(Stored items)
=-=-=-=-=
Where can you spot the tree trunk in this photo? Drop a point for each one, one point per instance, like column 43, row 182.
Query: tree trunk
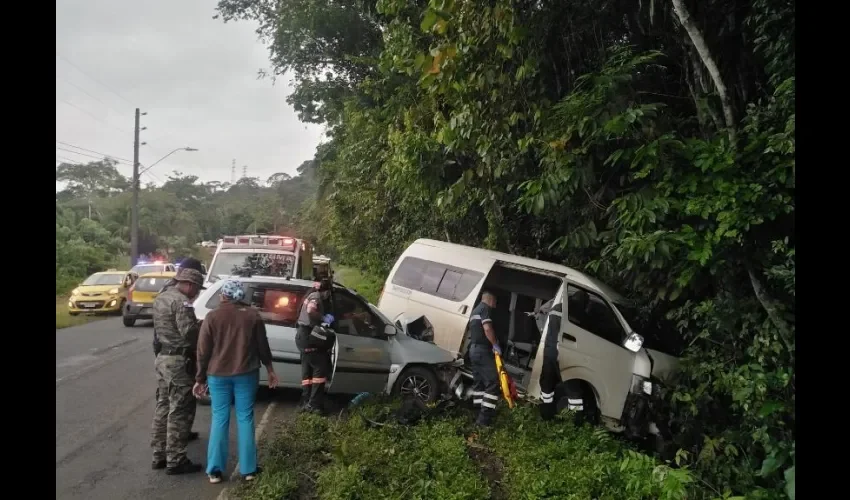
column 697, row 39
column 773, row 312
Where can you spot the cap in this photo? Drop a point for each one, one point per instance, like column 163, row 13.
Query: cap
column 190, row 275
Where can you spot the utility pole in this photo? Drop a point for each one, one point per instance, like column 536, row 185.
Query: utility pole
column 134, row 217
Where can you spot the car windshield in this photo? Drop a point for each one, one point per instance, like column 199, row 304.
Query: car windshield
column 277, row 303
column 659, row 334
column 148, row 268
column 104, row 279
column 260, row 264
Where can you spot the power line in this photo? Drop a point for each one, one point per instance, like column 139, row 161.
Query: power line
column 60, row 56
column 91, row 115
column 91, row 156
column 86, row 93
column 92, row 151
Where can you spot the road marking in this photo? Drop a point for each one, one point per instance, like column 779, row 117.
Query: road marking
column 97, row 365
column 257, row 433
column 102, row 350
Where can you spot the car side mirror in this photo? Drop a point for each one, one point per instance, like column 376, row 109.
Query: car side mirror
column 633, row 342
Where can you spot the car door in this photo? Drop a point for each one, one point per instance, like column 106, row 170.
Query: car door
column 590, row 347
column 362, row 354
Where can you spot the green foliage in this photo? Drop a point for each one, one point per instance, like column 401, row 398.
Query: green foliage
column 589, row 136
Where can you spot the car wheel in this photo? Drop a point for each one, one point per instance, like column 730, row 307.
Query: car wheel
column 590, row 410
column 418, row 382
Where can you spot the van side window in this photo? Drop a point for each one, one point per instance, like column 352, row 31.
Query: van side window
column 590, row 312
column 441, row 280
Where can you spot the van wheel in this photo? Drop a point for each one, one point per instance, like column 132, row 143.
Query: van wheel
column 418, row 382
column 578, row 389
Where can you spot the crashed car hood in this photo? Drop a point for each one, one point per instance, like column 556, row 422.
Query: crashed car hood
column 409, row 350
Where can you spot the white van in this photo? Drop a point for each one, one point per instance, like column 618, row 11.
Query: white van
column 265, row 255
column 599, row 352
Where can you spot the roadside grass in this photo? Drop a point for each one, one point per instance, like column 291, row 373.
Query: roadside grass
column 446, row 457
column 64, row 320
column 366, row 285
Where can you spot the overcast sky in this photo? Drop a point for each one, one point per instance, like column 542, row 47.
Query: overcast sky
column 195, row 76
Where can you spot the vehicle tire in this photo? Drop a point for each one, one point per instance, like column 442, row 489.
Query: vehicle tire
column 419, row 382
column 571, row 388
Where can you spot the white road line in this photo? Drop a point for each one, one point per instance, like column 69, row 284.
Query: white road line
column 259, row 432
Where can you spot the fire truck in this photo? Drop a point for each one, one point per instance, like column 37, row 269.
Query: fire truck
column 262, row 255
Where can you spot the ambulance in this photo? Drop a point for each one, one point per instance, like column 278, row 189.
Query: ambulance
column 262, row 255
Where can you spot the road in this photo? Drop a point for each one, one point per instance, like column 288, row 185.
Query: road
column 105, row 388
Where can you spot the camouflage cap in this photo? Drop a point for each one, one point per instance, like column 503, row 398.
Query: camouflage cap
column 190, row 275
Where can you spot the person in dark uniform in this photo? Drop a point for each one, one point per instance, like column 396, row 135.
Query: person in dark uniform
column 483, row 345
column 316, row 363
column 190, row 263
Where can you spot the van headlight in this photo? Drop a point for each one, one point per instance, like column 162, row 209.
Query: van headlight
column 641, row 385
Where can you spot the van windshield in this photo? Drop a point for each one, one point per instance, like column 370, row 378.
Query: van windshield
column 659, row 333
column 260, row 264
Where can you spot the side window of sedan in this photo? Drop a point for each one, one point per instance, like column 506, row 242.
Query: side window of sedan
column 353, row 316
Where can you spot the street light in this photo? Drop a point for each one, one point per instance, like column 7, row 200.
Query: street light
column 134, row 222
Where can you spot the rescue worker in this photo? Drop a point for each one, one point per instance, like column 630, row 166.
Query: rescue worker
column 190, row 263
column 177, row 330
column 483, row 346
column 315, row 363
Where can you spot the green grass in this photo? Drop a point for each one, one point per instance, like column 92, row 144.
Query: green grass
column 366, row 285
column 446, row 456
column 64, row 320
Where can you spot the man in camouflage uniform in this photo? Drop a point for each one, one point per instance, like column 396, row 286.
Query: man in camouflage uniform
column 189, row 263
column 177, row 331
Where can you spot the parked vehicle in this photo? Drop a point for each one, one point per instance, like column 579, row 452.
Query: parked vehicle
column 371, row 354
column 101, row 293
column 140, row 297
column 263, row 255
column 597, row 346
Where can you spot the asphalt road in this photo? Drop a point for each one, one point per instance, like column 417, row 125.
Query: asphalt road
column 105, row 387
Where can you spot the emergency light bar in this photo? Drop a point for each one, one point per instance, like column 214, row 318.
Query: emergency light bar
column 290, row 244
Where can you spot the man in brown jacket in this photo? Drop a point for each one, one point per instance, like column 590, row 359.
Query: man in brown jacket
column 231, row 345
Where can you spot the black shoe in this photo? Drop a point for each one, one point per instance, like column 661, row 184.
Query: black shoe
column 253, row 475
column 184, row 467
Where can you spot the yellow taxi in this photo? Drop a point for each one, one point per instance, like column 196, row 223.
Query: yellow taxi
column 141, row 295
column 101, row 293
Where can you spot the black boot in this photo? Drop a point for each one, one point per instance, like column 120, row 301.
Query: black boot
column 317, row 399
column 305, row 396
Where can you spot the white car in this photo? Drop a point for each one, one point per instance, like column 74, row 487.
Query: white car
column 371, row 355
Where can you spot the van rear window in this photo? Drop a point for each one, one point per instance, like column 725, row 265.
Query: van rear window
column 441, row 280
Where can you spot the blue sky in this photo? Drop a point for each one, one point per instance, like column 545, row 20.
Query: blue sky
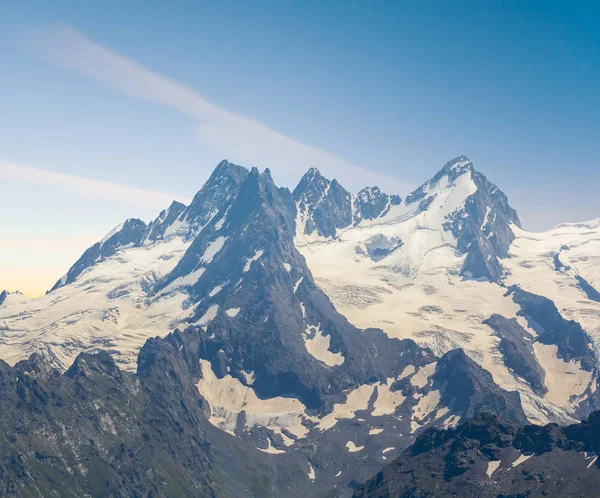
column 110, row 109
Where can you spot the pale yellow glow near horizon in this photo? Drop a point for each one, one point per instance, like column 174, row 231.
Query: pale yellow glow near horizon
column 32, row 266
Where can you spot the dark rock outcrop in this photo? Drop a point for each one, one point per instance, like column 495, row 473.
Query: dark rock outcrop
column 469, row 389
column 517, row 351
column 572, row 341
column 131, row 232
column 488, row 457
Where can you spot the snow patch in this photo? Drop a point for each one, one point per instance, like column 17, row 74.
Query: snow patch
column 251, row 260
column 492, row 467
column 352, row 448
column 318, row 347
column 232, row 312
column 212, row 250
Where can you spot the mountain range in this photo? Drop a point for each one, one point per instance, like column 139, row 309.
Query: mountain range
column 300, row 341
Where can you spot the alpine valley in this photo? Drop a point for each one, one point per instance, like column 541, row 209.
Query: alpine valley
column 263, row 342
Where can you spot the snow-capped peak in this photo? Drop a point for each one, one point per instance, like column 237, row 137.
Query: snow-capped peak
column 8, row 297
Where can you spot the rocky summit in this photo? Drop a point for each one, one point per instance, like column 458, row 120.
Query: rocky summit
column 268, row 342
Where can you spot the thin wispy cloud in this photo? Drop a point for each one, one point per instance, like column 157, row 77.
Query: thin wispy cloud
column 235, row 137
column 85, row 187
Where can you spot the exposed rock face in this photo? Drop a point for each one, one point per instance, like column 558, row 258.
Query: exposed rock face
column 572, row 341
column 258, row 272
column 96, row 431
column 469, row 389
column 517, row 350
column 129, row 233
column 324, row 206
column 217, row 193
column 371, row 203
column 482, row 226
column 157, row 229
column 490, row 458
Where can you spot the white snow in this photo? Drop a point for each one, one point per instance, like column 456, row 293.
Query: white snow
column 356, row 400
column 386, row 401
column 248, row 377
column 107, row 304
column 212, row 250
column 563, row 379
column 522, row 458
column 416, row 291
column 232, row 312
column 270, row 449
column 492, row 467
column 251, row 260
column 228, row 397
column 209, row 316
column 114, row 231
column 297, row 284
column 318, row 347
column 215, row 291
column 352, row 448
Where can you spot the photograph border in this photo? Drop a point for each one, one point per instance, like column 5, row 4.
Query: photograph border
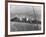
column 6, row 17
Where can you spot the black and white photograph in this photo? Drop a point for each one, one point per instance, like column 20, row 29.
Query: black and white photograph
column 24, row 18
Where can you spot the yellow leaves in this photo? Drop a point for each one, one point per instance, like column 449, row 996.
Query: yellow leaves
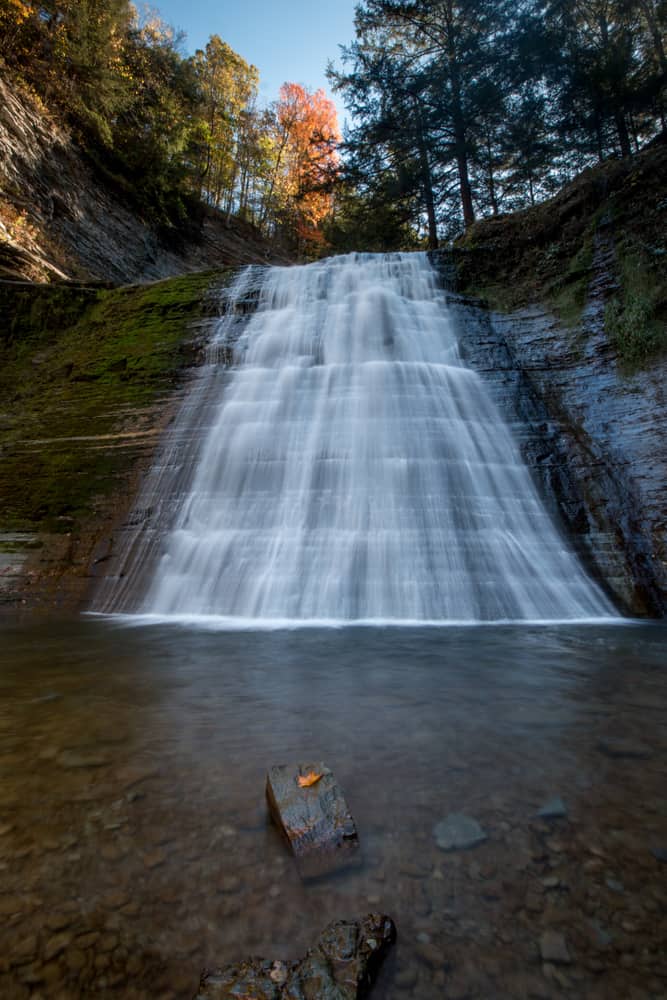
column 306, row 780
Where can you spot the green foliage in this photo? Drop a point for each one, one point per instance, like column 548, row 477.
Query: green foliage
column 76, row 365
column 635, row 316
column 567, row 295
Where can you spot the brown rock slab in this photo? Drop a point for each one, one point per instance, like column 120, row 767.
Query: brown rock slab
column 553, row 948
column 315, row 820
column 342, row 965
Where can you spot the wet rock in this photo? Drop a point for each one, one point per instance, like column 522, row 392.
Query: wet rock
column 553, row 948
column 230, row 884
column 622, row 748
column 430, row 954
column 457, row 832
column 342, row 966
column 24, row 950
column 553, row 809
column 315, row 820
column 55, row 945
column 406, row 978
column 614, row 885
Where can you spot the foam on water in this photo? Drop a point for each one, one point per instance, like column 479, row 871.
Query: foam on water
column 353, row 469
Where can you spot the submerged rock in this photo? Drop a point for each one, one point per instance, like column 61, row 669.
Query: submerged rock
column 342, row 965
column 553, row 809
column 458, row 831
column 315, row 818
column 553, row 948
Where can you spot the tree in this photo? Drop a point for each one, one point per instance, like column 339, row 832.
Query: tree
column 228, row 86
column 305, row 160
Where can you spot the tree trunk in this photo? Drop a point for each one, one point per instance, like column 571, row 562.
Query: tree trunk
column 427, row 182
column 461, row 144
column 622, row 130
column 492, row 181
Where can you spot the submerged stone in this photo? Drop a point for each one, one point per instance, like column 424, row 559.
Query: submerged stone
column 553, row 948
column 343, row 965
column 458, row 831
column 553, row 809
column 315, row 819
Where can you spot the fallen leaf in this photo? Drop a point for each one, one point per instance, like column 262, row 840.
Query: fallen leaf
column 306, row 780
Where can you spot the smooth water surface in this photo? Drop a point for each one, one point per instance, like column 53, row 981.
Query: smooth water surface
column 134, row 842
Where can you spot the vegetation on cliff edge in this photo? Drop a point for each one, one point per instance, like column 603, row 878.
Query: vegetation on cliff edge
column 80, row 368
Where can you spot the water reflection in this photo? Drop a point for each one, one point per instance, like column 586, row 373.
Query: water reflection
column 134, row 846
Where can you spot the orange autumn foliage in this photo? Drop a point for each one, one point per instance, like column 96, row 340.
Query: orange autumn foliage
column 309, row 137
column 306, row 780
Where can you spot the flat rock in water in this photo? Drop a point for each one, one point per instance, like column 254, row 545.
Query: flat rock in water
column 458, row 831
column 343, row 965
column 621, row 748
column 553, row 809
column 315, row 819
column 553, row 948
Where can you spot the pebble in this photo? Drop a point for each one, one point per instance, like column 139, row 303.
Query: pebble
column 88, row 940
column 154, row 859
column 553, row 809
column 458, row 831
column 76, row 960
column 229, row 884
column 553, row 948
column 621, row 748
column 59, row 921
column 55, row 945
column 430, row 954
column 614, row 885
column 24, row 950
column 406, row 978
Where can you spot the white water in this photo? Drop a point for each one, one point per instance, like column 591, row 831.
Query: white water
column 355, row 469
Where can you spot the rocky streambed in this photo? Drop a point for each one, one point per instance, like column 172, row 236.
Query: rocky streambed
column 507, row 784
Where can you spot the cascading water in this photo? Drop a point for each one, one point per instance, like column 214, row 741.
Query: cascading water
column 354, row 469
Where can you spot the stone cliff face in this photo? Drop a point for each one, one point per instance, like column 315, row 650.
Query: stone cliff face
column 593, row 435
column 58, row 219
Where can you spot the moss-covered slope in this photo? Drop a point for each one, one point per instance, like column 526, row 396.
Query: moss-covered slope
column 545, row 254
column 87, row 379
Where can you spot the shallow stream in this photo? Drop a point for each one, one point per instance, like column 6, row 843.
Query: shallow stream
column 135, row 847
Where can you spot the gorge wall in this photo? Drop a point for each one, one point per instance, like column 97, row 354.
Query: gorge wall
column 60, row 219
column 537, row 318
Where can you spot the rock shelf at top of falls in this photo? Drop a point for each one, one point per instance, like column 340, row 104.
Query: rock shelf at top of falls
column 349, row 467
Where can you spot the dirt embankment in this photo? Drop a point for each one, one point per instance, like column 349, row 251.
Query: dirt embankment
column 571, row 331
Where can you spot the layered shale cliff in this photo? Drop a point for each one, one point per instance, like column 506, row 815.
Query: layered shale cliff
column 564, row 312
column 59, row 218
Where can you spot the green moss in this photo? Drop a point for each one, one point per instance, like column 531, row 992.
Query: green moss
column 78, row 366
column 567, row 295
column 635, row 316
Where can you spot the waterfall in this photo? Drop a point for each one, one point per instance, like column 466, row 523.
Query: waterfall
column 348, row 466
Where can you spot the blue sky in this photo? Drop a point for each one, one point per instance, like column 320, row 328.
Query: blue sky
column 287, row 40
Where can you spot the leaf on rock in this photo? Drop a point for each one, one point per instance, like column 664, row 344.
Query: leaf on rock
column 306, row 780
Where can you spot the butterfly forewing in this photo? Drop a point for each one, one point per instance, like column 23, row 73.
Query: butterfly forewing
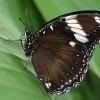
column 62, row 49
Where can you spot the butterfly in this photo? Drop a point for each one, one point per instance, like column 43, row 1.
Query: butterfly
column 61, row 49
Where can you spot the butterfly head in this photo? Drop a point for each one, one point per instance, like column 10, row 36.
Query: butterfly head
column 28, row 42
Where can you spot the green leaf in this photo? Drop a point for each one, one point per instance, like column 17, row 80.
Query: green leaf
column 17, row 83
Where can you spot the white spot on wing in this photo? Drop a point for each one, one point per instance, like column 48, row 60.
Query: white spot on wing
column 70, row 17
column 81, row 38
column 97, row 19
column 72, row 44
column 51, row 27
column 71, row 21
column 81, row 32
column 75, row 25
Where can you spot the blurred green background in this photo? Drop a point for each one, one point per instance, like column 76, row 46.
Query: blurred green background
column 16, row 83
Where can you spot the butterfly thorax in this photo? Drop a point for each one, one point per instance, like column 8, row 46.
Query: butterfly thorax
column 29, row 42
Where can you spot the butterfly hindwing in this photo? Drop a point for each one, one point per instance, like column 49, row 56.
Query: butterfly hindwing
column 62, row 49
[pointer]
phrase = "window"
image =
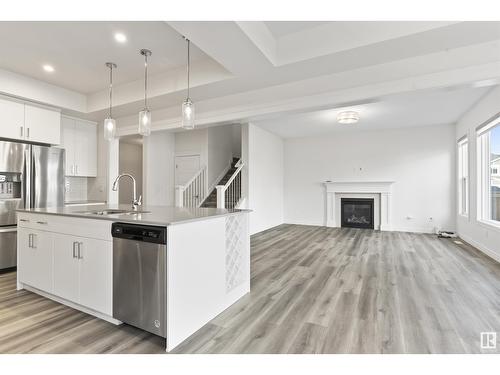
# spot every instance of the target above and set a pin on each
(488, 143)
(463, 177)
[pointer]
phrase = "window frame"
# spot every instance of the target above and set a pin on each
(483, 155)
(463, 180)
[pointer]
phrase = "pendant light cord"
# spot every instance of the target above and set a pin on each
(189, 42)
(145, 80)
(110, 90)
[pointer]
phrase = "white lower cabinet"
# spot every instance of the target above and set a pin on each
(76, 269)
(35, 258)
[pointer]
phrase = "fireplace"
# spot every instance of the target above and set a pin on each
(357, 213)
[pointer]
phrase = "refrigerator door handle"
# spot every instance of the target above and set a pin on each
(27, 178)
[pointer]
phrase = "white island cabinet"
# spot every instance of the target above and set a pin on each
(67, 255)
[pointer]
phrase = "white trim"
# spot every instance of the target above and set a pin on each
(384, 188)
(73, 305)
(218, 178)
(480, 247)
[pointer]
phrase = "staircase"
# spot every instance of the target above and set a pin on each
(211, 200)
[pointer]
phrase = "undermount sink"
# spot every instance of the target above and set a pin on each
(112, 212)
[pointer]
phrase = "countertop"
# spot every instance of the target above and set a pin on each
(155, 215)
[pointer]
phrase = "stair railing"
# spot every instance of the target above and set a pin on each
(229, 195)
(194, 192)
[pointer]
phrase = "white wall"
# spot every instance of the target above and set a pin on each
(158, 169)
(420, 160)
(265, 178)
(482, 236)
(130, 161)
(236, 130)
(220, 151)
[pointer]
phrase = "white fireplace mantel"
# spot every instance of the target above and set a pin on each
(383, 188)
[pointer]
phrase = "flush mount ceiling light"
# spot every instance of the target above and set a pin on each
(109, 122)
(348, 117)
(187, 105)
(48, 68)
(120, 37)
(145, 115)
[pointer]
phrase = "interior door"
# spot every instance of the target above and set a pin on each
(66, 267)
(185, 168)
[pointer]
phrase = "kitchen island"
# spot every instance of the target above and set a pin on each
(66, 254)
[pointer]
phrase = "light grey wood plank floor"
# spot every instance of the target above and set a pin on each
(313, 290)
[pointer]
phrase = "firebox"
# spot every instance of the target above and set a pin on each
(357, 213)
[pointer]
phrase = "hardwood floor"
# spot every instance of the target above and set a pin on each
(314, 290)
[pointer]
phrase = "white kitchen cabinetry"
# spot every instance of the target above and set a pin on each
(25, 122)
(82, 271)
(58, 256)
(42, 125)
(35, 258)
(79, 139)
(11, 119)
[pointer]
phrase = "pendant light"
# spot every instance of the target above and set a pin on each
(187, 105)
(109, 122)
(145, 115)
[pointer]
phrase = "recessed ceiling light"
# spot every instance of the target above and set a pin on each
(120, 37)
(48, 68)
(348, 117)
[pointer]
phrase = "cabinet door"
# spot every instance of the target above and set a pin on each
(42, 125)
(96, 275)
(86, 149)
(66, 267)
(11, 119)
(68, 143)
(35, 258)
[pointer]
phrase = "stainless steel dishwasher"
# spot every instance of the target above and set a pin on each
(139, 276)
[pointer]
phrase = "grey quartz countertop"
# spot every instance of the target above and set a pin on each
(153, 215)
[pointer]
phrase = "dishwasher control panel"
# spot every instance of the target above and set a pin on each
(144, 233)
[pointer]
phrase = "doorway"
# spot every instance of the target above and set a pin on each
(185, 168)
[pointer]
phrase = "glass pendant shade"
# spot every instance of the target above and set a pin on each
(144, 122)
(109, 129)
(188, 114)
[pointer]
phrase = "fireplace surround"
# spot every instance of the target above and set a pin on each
(357, 213)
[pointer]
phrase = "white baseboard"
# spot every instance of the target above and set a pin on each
(480, 247)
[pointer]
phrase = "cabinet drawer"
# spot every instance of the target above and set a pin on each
(98, 229)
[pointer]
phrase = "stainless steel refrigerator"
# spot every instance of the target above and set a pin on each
(30, 176)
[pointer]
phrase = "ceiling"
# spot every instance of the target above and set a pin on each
(282, 28)
(78, 51)
(424, 108)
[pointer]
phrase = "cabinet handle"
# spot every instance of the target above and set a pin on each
(80, 252)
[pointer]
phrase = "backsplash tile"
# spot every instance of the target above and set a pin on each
(75, 188)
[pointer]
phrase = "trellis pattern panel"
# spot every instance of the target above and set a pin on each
(235, 248)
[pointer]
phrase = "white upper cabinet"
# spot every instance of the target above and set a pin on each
(11, 119)
(79, 139)
(42, 125)
(25, 122)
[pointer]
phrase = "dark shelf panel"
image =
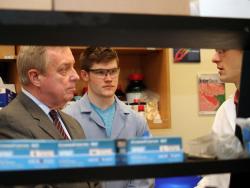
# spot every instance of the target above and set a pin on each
(128, 30)
(125, 172)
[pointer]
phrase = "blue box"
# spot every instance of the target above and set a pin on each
(6, 96)
(27, 154)
(86, 153)
(154, 150)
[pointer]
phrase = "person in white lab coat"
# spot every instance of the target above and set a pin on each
(229, 64)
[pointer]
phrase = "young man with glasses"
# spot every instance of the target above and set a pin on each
(100, 113)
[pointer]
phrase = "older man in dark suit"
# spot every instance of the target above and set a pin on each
(48, 80)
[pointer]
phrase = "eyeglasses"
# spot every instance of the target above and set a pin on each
(102, 73)
(221, 52)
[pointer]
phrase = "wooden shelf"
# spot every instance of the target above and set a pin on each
(122, 30)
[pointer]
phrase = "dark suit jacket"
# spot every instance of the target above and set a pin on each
(23, 119)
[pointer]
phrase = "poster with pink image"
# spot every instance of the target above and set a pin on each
(211, 93)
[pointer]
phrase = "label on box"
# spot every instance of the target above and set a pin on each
(27, 154)
(154, 150)
(79, 153)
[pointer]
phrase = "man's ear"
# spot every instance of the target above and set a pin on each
(35, 77)
(84, 75)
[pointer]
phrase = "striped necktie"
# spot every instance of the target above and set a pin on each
(54, 115)
(238, 132)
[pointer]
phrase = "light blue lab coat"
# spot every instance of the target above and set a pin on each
(126, 124)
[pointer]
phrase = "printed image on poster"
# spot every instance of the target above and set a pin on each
(211, 92)
(186, 55)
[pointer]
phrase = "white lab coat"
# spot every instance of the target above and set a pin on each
(224, 123)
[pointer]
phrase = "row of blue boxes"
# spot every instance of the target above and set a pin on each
(51, 154)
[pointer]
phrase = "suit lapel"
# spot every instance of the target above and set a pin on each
(38, 114)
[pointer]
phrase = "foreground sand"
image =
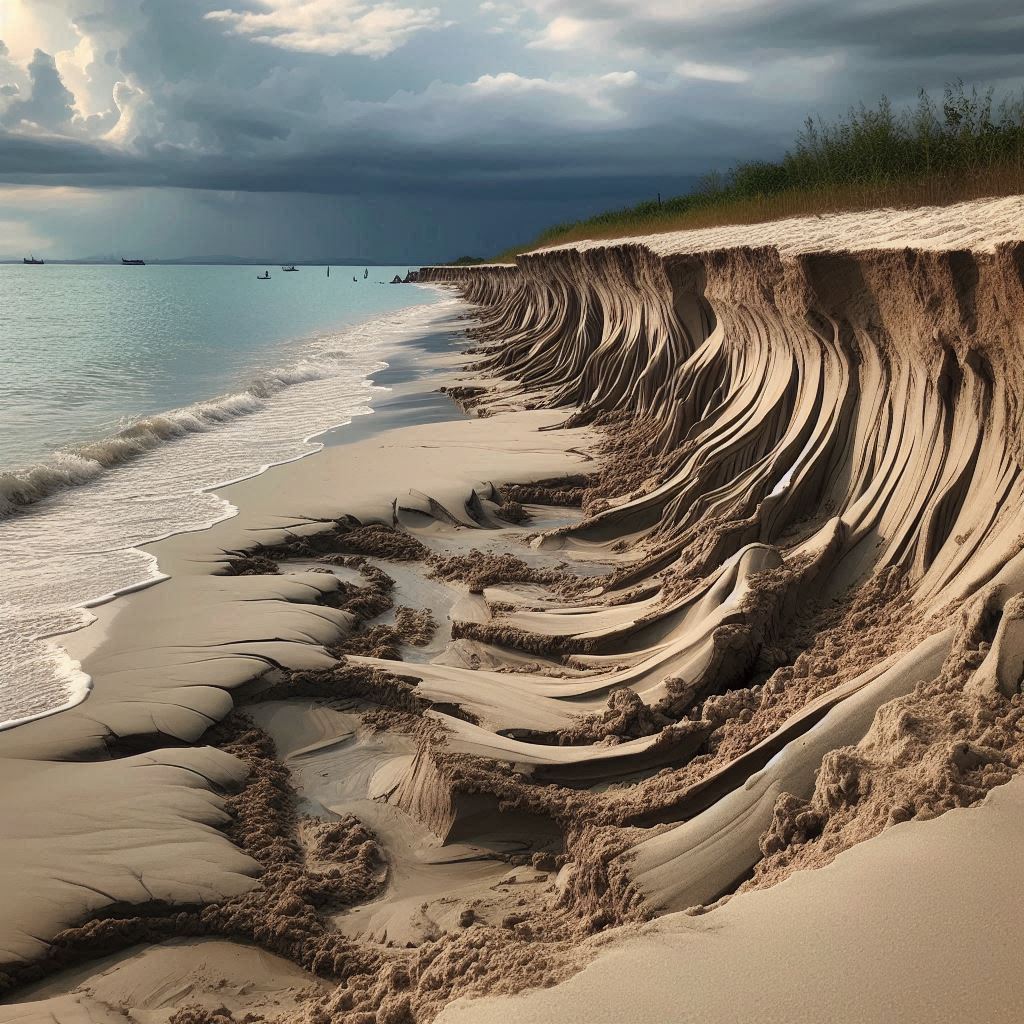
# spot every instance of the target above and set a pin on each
=-=-=-=-=
Stated exercise:
Reproduce word for word the stretch of items above, from the line that contains "Where can you spot the road in" through the line that contains "column 641, row 385".

Written solution:
Where can you spot the road in this photo? Drop a point for each one, one point per instance, like column 288, row 185.
Query: road
column 105, row 388
Where can you spot the camouflage cap in this photo? Drop a point for each one, one point per instance, like column 503, row 398.
Query: camouflage cap
column 190, row 275
Where can you spot the person in dark uniform in this photo? Drop a point for each one, one point per instance, like column 396, row 135.
Query: person in dark uniform
column 483, row 345
column 316, row 363
column 190, row 263
Where can you spot the van headlight in this photo? Drop a point for each one, one point per instance, like column 162, row 209.
Query: van headlight
column 641, row 385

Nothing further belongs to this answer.